▶ **What is needed**: Return, exactly, the line that contains "of the spired" together with all lines after it to the end of the entries, and no further lines.

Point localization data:
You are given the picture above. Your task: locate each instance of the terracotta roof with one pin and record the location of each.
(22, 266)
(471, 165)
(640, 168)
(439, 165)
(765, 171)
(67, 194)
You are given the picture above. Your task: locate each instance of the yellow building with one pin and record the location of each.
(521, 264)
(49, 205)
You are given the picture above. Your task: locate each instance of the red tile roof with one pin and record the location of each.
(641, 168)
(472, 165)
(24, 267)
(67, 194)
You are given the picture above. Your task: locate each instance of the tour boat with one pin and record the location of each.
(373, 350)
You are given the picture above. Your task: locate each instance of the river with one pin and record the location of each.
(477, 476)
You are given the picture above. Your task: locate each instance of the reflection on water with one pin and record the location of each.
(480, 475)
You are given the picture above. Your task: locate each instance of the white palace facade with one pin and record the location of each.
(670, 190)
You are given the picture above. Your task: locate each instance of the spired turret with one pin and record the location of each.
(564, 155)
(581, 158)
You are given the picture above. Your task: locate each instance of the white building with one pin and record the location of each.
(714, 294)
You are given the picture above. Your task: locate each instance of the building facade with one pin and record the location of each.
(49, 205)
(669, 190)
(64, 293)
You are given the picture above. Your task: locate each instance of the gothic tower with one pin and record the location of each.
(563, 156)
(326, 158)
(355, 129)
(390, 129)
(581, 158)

▶ **Your solution**:
You are given the picture above. Your task: locate each instance of the spired turret with one pin and record the location of each.
(564, 155)
(581, 158)
You are given the picture above. Your task: locate each instance of the white building with one pin and record the location of each.
(714, 294)
You are given the picture above. Your task: locate each instance of the building facade with one pin and record the location of each.
(49, 205)
(669, 190)
(64, 293)
You are given the picture above. Your task: locate each instance of the gothic tower with one pin and record the location of each.
(563, 156)
(326, 158)
(355, 129)
(390, 129)
(581, 158)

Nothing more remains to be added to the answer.